=== YOUR GOAL ===
Print out the data below with every line intact.

EXERCISE INPUTS below:

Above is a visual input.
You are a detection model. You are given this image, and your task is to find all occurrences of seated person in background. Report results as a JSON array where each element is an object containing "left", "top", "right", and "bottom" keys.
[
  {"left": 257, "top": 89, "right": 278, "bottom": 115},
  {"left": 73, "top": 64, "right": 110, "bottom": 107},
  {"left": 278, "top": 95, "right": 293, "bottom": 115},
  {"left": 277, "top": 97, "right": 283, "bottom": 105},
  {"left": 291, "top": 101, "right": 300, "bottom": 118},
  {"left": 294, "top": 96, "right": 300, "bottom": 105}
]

End of EXERCISE INPUTS.

=== RESPONSE AREA ===
Above is a visual input.
You are a detection model. You are given this image, and your task is to find all occurrences of seated person in background. Report results as a JSON array where each element is an object containing "left", "top", "right", and "bottom" keys.
[
  {"left": 257, "top": 89, "right": 278, "bottom": 115},
  {"left": 73, "top": 64, "right": 110, "bottom": 107},
  {"left": 278, "top": 95, "right": 293, "bottom": 115},
  {"left": 277, "top": 97, "right": 283, "bottom": 105},
  {"left": 291, "top": 101, "right": 300, "bottom": 118},
  {"left": 294, "top": 96, "right": 300, "bottom": 105}
]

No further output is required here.